## Document segment
The advertorial that I was extensively quoted in was in fact stressing this message that proper risk assessment reassures the worried well that they don’t need to take medication.

For your list to take on more meaning, it would need to understand and detect a conflict of interest. As I received no income for my contribution to the article nor from selling my program (which is free) and as I receive no income from drug companies, I don’t have a conflict of interest. I do receive sponsorship for conferences and payment for speaking to other doctors but this is a tiny part of my income.

I doubt that many of the doctors quoted in your list received remuneration for their comments or endorsement.

Sometimes when I am asked to do an educational talk by a drug company, they wish to know what my thoughts are about their product or even to check the content of my talk. Colleagues have told me that they have been told they will not be invited to talk if their attitudes are not supportive of the company’s product. Clearly this is unacceptable but very difficult to detect and expose.

## Given records
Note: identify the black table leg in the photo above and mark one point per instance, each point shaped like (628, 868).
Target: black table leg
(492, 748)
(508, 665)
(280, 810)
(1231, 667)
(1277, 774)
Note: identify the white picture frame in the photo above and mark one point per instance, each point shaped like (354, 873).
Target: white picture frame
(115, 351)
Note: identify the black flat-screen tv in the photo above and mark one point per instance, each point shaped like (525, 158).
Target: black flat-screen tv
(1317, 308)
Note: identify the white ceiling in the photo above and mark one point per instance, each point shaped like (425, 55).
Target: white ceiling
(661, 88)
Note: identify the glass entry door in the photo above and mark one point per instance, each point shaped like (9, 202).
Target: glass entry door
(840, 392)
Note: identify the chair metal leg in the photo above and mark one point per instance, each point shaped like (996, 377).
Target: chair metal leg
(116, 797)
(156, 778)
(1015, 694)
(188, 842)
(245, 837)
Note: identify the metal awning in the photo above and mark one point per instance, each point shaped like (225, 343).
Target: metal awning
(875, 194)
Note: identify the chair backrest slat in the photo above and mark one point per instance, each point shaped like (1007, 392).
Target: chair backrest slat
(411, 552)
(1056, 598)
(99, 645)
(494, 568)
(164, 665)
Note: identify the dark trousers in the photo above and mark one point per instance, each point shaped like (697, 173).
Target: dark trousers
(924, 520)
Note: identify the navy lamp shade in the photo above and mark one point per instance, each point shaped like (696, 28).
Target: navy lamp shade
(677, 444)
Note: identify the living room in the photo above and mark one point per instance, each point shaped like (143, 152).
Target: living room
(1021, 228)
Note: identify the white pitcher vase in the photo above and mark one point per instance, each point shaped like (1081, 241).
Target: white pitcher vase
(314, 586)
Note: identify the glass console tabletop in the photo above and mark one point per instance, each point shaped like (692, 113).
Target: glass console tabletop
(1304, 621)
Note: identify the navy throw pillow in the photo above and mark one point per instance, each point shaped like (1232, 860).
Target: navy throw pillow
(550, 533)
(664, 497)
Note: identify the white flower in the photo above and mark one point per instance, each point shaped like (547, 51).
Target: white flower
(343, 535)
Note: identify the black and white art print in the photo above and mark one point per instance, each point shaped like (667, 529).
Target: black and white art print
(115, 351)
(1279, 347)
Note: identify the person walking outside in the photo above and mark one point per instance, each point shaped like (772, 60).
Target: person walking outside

## Work to complete
Write out the stretch of the conflict-of-interest passage from "For your list" through "of my income.". You won't need the records for any of this.

## Answer space
For your list to take on more meaning, it would need to understand and detect a conflict of interest. As I received no income for my contribution to the article nor from selling my program (which is free) and as I receive no income from drug companies, I don’t have a conflict of interest. I do receive sponsorship for conferences and payment for speaking to other doctors but this is a tiny part of my income.